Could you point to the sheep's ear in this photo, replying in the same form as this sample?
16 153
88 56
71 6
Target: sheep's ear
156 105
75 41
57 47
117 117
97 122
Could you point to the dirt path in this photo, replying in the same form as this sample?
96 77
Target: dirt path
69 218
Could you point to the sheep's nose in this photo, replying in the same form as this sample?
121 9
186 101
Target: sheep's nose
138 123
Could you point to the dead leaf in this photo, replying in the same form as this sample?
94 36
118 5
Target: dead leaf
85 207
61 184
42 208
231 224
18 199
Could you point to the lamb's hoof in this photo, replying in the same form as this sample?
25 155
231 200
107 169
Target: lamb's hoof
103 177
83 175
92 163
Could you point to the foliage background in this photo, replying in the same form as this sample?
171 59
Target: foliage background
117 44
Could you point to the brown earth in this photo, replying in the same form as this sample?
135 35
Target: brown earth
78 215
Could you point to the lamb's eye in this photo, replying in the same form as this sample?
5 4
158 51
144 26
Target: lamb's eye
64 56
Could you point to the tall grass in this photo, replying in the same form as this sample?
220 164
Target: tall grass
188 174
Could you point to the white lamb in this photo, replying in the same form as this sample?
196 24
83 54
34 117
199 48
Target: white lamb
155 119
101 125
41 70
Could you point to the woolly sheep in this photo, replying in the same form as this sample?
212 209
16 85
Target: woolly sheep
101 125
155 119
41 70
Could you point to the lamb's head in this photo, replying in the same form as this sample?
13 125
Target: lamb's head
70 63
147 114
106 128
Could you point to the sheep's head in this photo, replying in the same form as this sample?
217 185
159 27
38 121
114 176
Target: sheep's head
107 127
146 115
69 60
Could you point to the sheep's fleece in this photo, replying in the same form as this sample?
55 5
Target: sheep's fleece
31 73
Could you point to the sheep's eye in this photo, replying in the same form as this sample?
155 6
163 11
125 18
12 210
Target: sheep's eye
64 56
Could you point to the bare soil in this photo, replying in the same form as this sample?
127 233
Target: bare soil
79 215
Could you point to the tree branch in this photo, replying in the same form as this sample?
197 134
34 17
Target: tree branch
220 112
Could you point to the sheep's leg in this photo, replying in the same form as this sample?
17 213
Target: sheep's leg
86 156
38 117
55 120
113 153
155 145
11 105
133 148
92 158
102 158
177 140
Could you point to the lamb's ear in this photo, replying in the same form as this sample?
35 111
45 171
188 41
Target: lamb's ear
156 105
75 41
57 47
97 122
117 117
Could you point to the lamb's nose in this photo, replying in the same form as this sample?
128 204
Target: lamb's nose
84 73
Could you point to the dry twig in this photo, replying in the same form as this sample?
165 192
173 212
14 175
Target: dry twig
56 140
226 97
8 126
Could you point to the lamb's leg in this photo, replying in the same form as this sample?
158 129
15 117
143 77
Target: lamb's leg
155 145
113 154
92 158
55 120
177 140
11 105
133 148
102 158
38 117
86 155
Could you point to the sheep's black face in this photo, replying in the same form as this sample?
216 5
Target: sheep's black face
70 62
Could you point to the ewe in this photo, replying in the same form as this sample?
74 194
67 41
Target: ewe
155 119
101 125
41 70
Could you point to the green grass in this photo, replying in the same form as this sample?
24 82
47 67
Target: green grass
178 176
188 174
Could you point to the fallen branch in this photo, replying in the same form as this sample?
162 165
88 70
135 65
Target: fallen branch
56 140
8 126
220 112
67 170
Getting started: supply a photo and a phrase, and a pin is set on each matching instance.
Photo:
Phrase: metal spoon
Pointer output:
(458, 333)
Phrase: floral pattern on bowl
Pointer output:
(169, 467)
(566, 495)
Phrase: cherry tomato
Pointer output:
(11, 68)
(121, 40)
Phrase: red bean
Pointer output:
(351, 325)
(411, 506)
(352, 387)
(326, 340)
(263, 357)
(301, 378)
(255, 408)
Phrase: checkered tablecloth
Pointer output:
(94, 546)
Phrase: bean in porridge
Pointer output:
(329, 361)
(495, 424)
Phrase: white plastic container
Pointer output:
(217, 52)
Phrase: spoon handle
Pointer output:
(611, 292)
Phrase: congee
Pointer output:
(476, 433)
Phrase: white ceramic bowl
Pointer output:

**Instructions to follow**
Say how many lines in the entries above contain the string "bowl", offering no other words.

**Task response**
2